What is needed is each line of the data below that holds the string "rail".

──────── Provided records ────────

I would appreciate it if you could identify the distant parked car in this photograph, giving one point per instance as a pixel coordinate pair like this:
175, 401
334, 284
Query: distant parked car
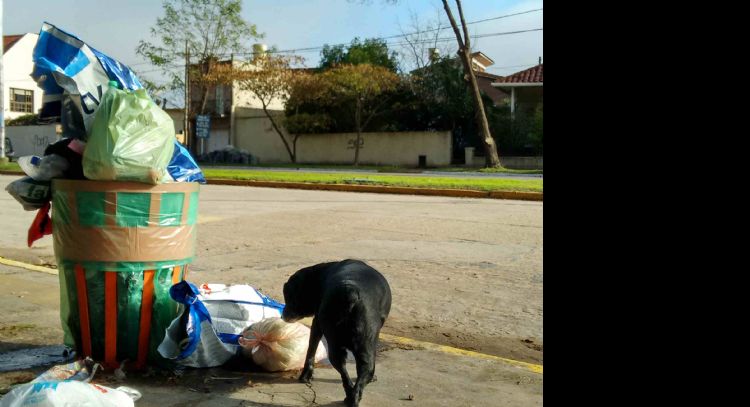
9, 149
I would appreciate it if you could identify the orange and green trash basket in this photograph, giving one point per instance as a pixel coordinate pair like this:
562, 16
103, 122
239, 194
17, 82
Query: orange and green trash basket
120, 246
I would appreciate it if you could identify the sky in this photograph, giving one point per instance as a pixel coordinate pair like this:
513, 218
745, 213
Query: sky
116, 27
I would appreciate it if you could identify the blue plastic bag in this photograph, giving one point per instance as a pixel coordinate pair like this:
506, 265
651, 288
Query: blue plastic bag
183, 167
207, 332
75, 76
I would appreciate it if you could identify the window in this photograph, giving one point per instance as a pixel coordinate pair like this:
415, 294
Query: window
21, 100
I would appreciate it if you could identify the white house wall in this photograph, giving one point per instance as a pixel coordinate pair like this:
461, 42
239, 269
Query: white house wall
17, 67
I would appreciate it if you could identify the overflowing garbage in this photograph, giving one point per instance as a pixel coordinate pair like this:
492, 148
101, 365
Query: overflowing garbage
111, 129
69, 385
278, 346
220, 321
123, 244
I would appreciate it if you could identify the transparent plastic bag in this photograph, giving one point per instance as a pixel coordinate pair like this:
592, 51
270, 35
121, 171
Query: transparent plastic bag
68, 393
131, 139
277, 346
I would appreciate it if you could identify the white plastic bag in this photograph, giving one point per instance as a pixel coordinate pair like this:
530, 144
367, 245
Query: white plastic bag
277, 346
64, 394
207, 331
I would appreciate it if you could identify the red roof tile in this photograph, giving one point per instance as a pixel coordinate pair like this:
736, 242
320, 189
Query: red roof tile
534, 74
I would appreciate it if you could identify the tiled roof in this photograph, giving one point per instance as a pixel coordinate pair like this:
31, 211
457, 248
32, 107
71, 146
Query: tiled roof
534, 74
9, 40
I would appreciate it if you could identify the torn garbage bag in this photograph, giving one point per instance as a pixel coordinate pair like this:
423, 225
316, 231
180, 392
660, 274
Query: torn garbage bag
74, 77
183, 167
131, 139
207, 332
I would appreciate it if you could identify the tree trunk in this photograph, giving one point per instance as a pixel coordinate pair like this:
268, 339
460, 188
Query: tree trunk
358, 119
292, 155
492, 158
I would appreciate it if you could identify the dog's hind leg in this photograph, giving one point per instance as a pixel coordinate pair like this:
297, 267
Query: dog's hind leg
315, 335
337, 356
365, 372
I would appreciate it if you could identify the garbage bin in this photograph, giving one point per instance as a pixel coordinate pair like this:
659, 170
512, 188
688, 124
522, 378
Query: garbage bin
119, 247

────────
──────── Provided records ────────

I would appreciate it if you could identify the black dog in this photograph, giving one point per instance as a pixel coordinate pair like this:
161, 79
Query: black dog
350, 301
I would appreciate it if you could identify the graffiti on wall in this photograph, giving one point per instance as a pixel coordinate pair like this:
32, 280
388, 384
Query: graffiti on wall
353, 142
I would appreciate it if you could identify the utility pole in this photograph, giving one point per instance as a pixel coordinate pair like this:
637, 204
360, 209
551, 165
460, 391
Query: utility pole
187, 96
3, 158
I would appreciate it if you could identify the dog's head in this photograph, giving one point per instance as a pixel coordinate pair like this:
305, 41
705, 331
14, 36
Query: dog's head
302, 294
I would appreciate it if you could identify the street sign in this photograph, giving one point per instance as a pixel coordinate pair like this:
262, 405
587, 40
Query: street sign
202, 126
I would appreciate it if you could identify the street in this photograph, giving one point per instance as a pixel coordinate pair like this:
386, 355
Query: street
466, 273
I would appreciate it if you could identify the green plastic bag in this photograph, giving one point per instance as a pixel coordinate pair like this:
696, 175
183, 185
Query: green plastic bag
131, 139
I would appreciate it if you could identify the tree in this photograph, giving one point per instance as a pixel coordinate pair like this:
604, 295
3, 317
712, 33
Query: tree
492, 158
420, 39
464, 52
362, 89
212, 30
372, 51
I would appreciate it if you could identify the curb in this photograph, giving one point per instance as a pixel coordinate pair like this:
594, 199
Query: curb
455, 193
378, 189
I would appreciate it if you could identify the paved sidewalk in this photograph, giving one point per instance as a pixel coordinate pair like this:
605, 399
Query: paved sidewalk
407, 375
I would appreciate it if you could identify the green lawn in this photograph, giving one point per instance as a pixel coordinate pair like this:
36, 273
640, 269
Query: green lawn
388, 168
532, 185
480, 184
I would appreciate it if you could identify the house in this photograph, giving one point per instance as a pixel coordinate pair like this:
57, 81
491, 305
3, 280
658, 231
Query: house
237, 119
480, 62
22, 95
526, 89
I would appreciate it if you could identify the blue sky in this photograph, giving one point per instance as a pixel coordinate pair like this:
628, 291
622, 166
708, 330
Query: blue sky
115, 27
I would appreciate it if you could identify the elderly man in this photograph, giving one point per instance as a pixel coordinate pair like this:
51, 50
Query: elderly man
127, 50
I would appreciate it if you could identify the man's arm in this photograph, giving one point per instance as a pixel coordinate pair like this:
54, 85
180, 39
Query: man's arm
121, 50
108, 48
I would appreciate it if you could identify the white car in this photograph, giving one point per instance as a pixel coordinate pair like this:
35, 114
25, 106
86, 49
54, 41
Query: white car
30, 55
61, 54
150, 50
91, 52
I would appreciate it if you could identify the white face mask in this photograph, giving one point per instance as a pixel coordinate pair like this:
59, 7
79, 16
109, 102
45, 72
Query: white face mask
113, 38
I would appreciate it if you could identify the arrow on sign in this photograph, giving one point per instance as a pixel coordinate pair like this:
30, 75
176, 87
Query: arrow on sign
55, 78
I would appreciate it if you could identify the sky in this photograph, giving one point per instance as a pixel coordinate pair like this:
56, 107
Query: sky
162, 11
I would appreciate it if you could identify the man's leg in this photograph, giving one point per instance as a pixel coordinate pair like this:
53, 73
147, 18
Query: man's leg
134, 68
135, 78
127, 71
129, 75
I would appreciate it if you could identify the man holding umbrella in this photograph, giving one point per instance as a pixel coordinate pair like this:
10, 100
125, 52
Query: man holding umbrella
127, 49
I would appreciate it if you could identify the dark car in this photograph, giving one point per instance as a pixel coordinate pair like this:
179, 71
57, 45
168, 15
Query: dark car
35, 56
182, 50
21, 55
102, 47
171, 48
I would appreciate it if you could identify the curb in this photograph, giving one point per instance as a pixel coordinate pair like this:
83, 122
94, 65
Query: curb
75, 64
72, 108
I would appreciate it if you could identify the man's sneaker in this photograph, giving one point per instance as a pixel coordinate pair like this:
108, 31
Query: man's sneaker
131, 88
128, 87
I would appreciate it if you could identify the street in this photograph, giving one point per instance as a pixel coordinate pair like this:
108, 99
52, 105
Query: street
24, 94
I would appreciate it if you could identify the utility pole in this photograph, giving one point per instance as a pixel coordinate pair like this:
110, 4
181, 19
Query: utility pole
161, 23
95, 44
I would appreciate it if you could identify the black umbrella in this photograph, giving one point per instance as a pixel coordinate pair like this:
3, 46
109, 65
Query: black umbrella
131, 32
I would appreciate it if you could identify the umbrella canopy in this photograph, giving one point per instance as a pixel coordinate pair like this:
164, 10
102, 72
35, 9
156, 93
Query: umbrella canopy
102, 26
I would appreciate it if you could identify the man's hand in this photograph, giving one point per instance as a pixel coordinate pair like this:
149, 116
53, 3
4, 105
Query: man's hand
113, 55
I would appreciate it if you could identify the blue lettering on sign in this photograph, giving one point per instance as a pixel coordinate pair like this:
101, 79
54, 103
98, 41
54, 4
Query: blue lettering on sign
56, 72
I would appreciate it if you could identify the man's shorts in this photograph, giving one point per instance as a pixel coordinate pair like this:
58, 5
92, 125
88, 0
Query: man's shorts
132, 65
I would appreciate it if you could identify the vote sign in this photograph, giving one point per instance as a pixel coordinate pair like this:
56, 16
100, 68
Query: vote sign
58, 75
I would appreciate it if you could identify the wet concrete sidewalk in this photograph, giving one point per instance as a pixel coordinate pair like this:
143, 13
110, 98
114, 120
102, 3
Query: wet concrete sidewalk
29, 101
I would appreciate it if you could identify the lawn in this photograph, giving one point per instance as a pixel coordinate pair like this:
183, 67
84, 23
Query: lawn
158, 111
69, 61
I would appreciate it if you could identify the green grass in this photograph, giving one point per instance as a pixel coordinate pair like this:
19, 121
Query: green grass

────────
──────── Provided records ────────

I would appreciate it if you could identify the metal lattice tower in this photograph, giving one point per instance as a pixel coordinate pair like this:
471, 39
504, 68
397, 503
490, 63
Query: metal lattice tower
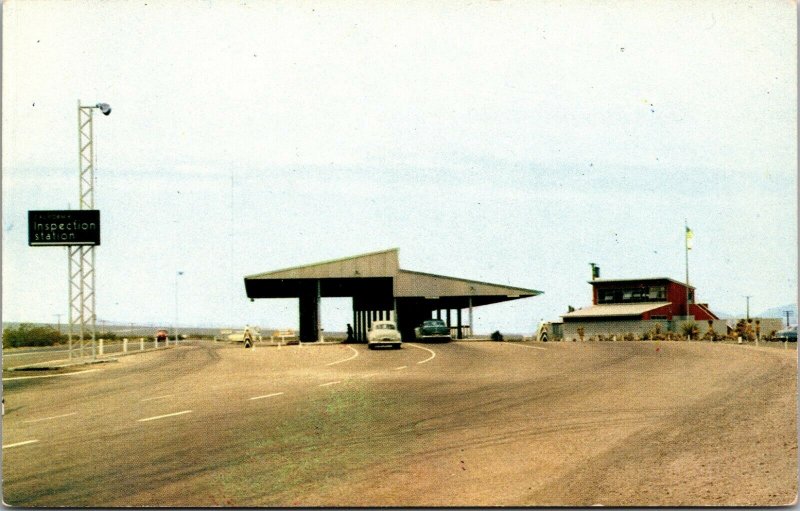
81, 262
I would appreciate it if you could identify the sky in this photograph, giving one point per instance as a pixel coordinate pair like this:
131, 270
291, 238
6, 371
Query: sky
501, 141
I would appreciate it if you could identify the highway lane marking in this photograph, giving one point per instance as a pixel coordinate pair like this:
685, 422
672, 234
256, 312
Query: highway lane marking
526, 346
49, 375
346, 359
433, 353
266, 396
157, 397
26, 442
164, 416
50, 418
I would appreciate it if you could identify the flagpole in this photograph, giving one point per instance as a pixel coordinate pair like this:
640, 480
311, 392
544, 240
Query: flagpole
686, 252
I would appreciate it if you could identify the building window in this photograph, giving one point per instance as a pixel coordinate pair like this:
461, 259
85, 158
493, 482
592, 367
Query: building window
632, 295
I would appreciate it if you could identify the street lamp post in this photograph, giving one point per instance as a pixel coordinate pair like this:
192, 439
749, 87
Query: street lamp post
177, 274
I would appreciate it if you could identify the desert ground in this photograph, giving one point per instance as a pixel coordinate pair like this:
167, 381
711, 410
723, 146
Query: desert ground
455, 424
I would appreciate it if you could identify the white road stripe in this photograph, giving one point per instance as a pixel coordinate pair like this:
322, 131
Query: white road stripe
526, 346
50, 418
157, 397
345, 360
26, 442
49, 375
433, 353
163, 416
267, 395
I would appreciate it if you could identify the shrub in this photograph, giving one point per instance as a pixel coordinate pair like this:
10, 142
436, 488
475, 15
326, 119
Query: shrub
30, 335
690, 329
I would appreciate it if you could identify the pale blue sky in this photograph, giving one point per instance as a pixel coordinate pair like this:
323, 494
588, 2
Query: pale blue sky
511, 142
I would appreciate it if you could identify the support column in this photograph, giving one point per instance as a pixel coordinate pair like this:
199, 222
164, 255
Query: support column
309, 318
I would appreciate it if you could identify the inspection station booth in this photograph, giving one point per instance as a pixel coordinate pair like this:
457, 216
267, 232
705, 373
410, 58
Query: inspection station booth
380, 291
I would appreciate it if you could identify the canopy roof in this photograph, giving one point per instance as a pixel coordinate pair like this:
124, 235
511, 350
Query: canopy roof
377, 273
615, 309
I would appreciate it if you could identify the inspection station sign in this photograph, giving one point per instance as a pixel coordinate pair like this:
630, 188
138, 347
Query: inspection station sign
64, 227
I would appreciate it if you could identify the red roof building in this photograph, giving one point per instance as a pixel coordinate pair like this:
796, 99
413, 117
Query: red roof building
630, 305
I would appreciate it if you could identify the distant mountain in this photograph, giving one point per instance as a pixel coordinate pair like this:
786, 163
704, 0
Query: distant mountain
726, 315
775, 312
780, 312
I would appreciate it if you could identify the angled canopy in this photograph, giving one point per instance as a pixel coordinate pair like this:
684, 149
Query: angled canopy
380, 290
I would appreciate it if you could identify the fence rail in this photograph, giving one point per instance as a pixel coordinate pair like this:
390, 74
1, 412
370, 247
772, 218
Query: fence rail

────────

Result of this exercise =
I would appreciate it if you could identify the fence rail in this photograph, giving one point per instance as a pixel coordinate pair like this:
Query: fence rail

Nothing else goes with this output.